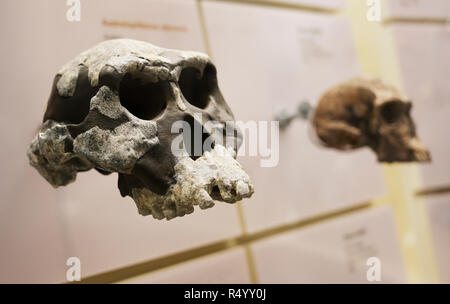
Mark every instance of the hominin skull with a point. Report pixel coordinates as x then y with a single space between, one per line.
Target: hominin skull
113 108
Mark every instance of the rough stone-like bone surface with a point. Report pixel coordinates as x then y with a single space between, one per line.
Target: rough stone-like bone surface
112 108
368 112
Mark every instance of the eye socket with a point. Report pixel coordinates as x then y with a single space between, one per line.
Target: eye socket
145 100
392 111
196 88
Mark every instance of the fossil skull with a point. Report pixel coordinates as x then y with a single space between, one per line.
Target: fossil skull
112 108
367 112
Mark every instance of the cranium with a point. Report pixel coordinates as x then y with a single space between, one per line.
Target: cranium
112 108
367 112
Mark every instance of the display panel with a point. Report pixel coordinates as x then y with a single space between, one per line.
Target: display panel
424 59
417 9
333 252
295 56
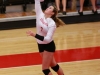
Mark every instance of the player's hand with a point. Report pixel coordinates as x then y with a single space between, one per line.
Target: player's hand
41 0
30 33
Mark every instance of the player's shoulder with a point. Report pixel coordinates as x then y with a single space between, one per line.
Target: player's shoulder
51 22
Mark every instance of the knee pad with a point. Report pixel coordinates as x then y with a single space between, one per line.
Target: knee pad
55 68
46 71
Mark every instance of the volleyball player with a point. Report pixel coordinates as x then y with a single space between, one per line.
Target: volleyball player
46 24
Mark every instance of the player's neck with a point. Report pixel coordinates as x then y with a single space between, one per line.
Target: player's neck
47 16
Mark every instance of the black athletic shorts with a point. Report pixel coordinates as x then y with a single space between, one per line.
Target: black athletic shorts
50 47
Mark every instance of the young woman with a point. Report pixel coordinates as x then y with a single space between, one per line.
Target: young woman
94 10
46 24
64 6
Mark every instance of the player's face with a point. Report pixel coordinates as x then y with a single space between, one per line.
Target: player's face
49 10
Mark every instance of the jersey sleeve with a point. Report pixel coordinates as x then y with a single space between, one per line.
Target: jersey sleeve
50 33
38 9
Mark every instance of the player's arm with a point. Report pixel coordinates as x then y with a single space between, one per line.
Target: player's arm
38 9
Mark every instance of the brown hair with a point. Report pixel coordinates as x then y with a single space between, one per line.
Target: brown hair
58 21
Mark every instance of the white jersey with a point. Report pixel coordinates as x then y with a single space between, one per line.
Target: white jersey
45 26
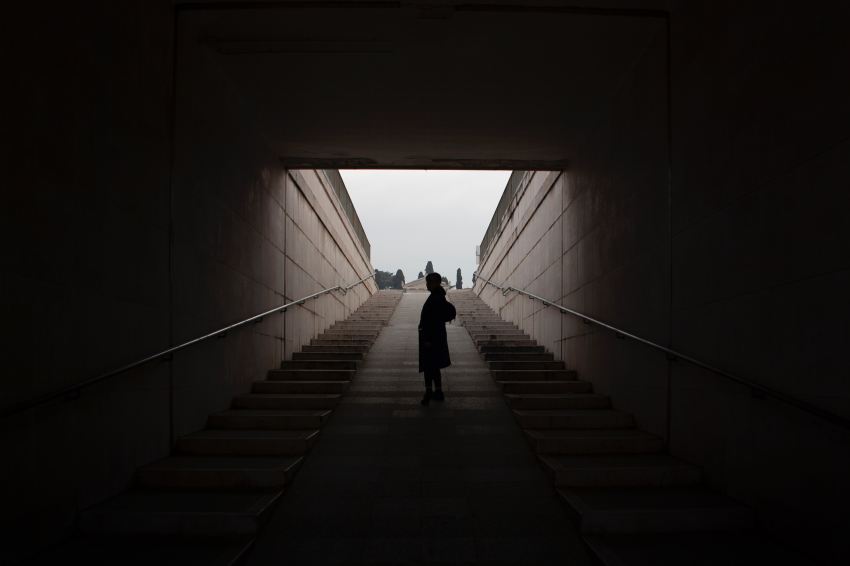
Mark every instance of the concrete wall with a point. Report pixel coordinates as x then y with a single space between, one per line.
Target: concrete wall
110 257
746 265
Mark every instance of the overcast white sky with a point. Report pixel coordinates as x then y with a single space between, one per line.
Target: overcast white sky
411 217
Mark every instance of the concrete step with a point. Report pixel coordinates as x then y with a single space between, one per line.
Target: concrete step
620 470
333 365
526 365
268 419
655 510
311 374
299 386
343 349
341 342
247 442
519 356
508 341
344 334
576 418
563 401
533 374
297 402
525 386
698 549
505 348
218 472
593 441
493 336
180 513
327 356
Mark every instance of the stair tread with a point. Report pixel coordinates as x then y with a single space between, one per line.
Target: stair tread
674 549
228 434
648 498
225 463
292 395
588 433
538 382
190 502
566 412
274 413
305 381
608 461
551 395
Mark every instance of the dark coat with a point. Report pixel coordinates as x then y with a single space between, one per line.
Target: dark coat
432 328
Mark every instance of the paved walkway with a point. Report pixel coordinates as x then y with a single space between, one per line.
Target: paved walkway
392 482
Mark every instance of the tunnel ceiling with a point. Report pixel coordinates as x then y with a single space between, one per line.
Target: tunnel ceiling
407 85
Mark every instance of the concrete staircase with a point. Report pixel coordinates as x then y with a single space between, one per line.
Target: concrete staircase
224 481
614 478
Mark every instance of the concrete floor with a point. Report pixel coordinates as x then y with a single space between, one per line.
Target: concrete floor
392 482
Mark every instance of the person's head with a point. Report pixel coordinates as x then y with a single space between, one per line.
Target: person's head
433 281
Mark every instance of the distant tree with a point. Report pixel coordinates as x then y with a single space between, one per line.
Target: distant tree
398 280
384 279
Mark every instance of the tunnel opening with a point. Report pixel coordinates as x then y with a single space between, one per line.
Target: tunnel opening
665 180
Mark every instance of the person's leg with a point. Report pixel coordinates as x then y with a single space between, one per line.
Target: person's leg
429 380
438 386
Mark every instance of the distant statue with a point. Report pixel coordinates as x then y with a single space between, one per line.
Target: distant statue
433 342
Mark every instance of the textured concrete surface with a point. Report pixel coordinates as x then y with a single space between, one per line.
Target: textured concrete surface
392 482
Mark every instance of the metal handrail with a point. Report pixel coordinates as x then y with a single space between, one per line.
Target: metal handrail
74 390
674 355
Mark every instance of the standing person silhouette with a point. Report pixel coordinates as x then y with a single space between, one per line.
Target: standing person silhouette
433 343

-- ESERCIZIO ASSEGNATO --
Riscrivi come lista JSON di stringhe le righe che partono da quella con "Mark every instance of the person's leg", compresa, e arrivano fino alla fine delle voci. Metti una stringa per ogni riga e salta le righe vuote.

-- LA RISPOSTA --
[
  "Mark every instance of the person's leg with a point. Report pixel coordinates as x then y with a single space between, one per line.",
  "Target: person's leg",
  "429 380",
  "438 386",
  "Mark every instance of the distant statue with a point. Report pixel coordinates as x then y with a single space between, one per line.",
  "Target: distant statue",
  "433 342",
  "Mark every instance of the textured concrete surface with a point. Report pixel coordinates as x then y with a single space between, one per line.",
  "Target: textured concrete surface",
  "392 482",
  "Mark every instance of the metal handrail with a point. Report pixel coordinates as x then y with a single space between, one per line.",
  "Target: metal handrail",
  "74 390",
  "674 355",
  "Mark every instance of the standing person silhouette with a point. Report pixel coordinates as x then y with a single space between, one per line.",
  "Target: standing person silhouette",
  "433 343"
]